* Data records:

========

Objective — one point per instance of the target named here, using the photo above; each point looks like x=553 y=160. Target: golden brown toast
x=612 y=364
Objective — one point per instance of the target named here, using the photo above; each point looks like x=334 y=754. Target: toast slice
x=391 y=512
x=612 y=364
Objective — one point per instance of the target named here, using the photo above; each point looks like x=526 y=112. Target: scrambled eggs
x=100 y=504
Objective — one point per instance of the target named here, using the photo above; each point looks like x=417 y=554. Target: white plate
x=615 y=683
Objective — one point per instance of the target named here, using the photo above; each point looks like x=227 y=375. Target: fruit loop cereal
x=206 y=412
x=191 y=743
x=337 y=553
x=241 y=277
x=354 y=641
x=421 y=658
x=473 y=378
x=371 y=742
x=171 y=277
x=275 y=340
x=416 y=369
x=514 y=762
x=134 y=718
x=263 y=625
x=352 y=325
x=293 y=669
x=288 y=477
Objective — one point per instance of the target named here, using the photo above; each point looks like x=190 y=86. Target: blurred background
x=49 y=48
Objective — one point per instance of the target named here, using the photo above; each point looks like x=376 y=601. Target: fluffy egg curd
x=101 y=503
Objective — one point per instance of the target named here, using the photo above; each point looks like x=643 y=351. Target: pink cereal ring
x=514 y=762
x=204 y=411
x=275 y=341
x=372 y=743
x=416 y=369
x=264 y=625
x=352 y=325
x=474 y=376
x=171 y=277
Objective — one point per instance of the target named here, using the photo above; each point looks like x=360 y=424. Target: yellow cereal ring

========

Copy out every line of the entries above word for word, from first to last.

Objective — one point per instance of the target named here, using the photo above; each point looks like x=553 y=160. Target: golden brown toast
x=612 y=364
Objective — one point per instance of the target named here, using the photo above; each point looks like x=334 y=754. Target: toast slice
x=391 y=512
x=612 y=364
Objective — one point per instance of the target named here, using the photo above; each point looks like x=526 y=112. Target: scrambled eggs
x=100 y=504
Objective — one point per instance of the target named here, using the photo above; each point looks like x=417 y=554. Target: white plate
x=615 y=683
Objective — one point per instance of the target named here, using the photo above; each point looks like x=227 y=375. Target: fruit loop cereal
x=206 y=412
x=191 y=743
x=337 y=553
x=241 y=277
x=354 y=641
x=421 y=658
x=473 y=378
x=371 y=742
x=171 y=277
x=275 y=340
x=416 y=369
x=514 y=762
x=134 y=718
x=263 y=625
x=352 y=325
x=293 y=669
x=288 y=477
Objective — one point per instance of the target named here, using the photo above; each point looks like x=190 y=86. Target: blurred background
x=49 y=48
Objective — one point per instance of the target named here, using the photo above; each point looks like x=376 y=601. Target: fluffy egg curd
x=101 y=503
Objective — one point per instance of the target named here, using the photo above; each point looks like x=643 y=351. Target: pink cereal ring
x=514 y=762
x=204 y=411
x=275 y=341
x=372 y=743
x=416 y=369
x=264 y=625
x=352 y=325
x=474 y=376
x=171 y=277
Objective — one point per instance of the target named here, using the photo above; each point looks like x=360 y=424. Target: yellow cereal ring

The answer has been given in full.